Prédication du 6 octobre 2024
Culte avec la commission Église Verte
de Valérie Lobry
Lecture : Romains 8, 17-25
Lecture biblique
Romains 8, 17-25
17 Or, si nous sommes enfants, nous sommes aussi héritiers : héritiers de Dieu, et cohéritiers de Christ, si toutefois nous souffrons avec lui, afin d’être glorifiés avec lui.
18 J’estime que les souffrances du temps présent ne sauraient être comparées à la gloire à venir qui sera révélée pour nous.
19 Aussi la création attend-elle avec un ardent désir la révélation des fils de Dieu.
20 Car la création a été soumise à la vanité, non de son gré, mais à cause de celui qui l’y a soumise, avec l’espérance
21 qu’elle aussi sera affranchie de la servitude de la corruption, pour avoir part à la liberté de la gloire des enfants de Dieu.
22 Or nous savons que, jusqu’à ce jour, la création tout entière soupire et souffre les douleurs de l’enfantement.
23 Et ce n’est pas elle seulement mais nous aussi, qui avons les prémices de l’Esprit, nous aussi nous soupirons en nous-mêmes, en attendant l’adoption, la rédemption de notre corps.
24 Car c’est en espérance que nous sommes sauvés. Or, l’espérance qu’on voit n’est plus espérance ; ce qu’on voit, peut-on l’espérer encore ?
25 Mais si nous espérons ce que nous ne voyons pas, nous l’attendons avec persévérance.
Prédication
Introduction
Frères et sœurs, chers amis, ce texte tiré de l’épitre aux Romains que Pierre-Charles vient de nous lire mériterait d’être relu plusieurs fois avant de commencer à en faire l’analyse, compte tenu de sa complexité.
A vrai dire, en me plongeant dans ce texte, qui était celui préconisé par l’association Eglise verte j’avais prévu d’écrire une prédication sur un monde que nous pouvions améliorer, et qui n’attendait que notre action et notre volonté pour passer ces douleurs de l’enfantement pour éclore de façon triomphale, après quelques efforts collectifs.
------------------------------------------------------------
**Consignes de l'exercice**:
1) D'après la prédication, quelle association avait préconisé le texte biblique choisi ?
2) Recopiez tout ce qui va de « 19 Aussi la » jusqu'à « l’espérer encore ? » dans la prédication, en substituant « nature » à « création ».
Le matériel ci-après est indépendant de la prédication.

**Segment de données**:
------------------------------------------------------------
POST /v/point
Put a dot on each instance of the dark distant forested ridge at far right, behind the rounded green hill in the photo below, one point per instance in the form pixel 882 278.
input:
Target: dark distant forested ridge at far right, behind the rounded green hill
------------------------------------------------------------
**Réponses attendues**:
1) L'association Eglise verte.

2)
19 Aussi la nature attend-elle avec un ardent désir la révélation des fils de Dieu.
20 Car la nature a été soumise à la vanité, non de son gré, mais à cause de celui qui l’y a soumise, avec l’espérance
21 qu’elle aussi sera affranchie de la servitude de la corruption, pour avoir part à la liberté de la gloire des enfants de Dieu.
22 Or nous savons que, jusqu’à ce jour, la nature tout entière soupire et souffre les douleurs de l’enfantement.
23 Et ce n’est pas elle seulement mais nous aussi, qui avons les prémices de l’Esprit, nous aussi nous soupirons en nous-mêmes, en attendant l’adoption, la rédemption de notre corps.
24 Car c’est en espérance que nous sommes sauvés. Or, l’espérance qu’on voit n’est plus espérance ; ce qu’on voit, peut-on l’espérer encore ?